* What the exercise asks *
In the records below, set down word for word the lines from the one containing "Exercise. Mark the arched" through the one containing "pixel 676 306", both included, and nothing else.

Start Listed entries

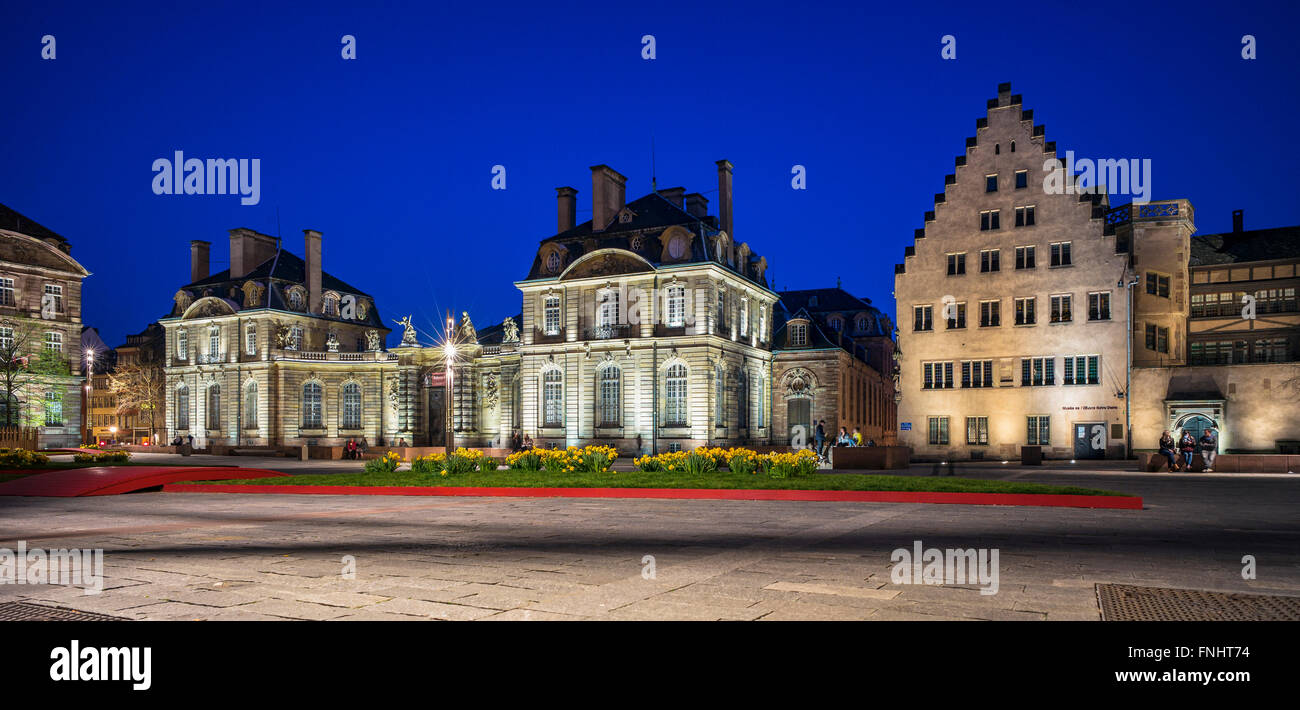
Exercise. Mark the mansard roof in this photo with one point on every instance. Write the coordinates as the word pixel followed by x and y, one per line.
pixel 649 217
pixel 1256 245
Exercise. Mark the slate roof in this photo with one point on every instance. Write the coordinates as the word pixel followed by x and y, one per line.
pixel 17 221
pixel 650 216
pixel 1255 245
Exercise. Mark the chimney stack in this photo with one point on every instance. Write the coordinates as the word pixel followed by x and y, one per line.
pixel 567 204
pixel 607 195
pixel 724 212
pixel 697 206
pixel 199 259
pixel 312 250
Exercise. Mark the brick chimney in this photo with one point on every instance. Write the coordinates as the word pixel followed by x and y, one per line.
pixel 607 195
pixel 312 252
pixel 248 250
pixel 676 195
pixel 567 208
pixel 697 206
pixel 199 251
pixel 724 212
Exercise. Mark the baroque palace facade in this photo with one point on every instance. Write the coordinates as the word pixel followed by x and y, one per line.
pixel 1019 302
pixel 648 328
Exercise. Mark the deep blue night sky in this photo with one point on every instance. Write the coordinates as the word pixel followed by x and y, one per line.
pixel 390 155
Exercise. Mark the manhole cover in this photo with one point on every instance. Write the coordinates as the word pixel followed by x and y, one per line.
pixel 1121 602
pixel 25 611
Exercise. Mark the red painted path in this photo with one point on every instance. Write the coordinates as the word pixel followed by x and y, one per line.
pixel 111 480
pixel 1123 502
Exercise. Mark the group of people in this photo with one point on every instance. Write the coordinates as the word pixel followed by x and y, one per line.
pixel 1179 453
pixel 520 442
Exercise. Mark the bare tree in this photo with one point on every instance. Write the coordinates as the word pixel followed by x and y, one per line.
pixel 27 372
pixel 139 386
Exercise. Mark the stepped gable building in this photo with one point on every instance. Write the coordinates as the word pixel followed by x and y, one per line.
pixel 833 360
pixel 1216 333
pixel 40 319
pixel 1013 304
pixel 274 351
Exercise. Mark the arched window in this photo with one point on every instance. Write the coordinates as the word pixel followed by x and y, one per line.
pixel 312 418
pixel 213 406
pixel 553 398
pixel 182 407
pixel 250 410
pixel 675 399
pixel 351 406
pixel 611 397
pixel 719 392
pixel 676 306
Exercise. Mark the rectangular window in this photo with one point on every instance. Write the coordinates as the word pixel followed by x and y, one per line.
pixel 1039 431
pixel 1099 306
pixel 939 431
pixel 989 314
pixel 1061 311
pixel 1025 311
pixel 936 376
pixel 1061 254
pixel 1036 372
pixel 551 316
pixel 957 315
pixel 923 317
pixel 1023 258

End Listed entries

* Exercise response *
Exercise. Mark the arched window in this photo with one point on every instance. Write the coordinates as the word pixel followed by x and y, one per line.
pixel 312 418
pixel 213 406
pixel 553 398
pixel 182 407
pixel 250 410
pixel 675 399
pixel 351 406
pixel 611 397
pixel 719 392
pixel 676 306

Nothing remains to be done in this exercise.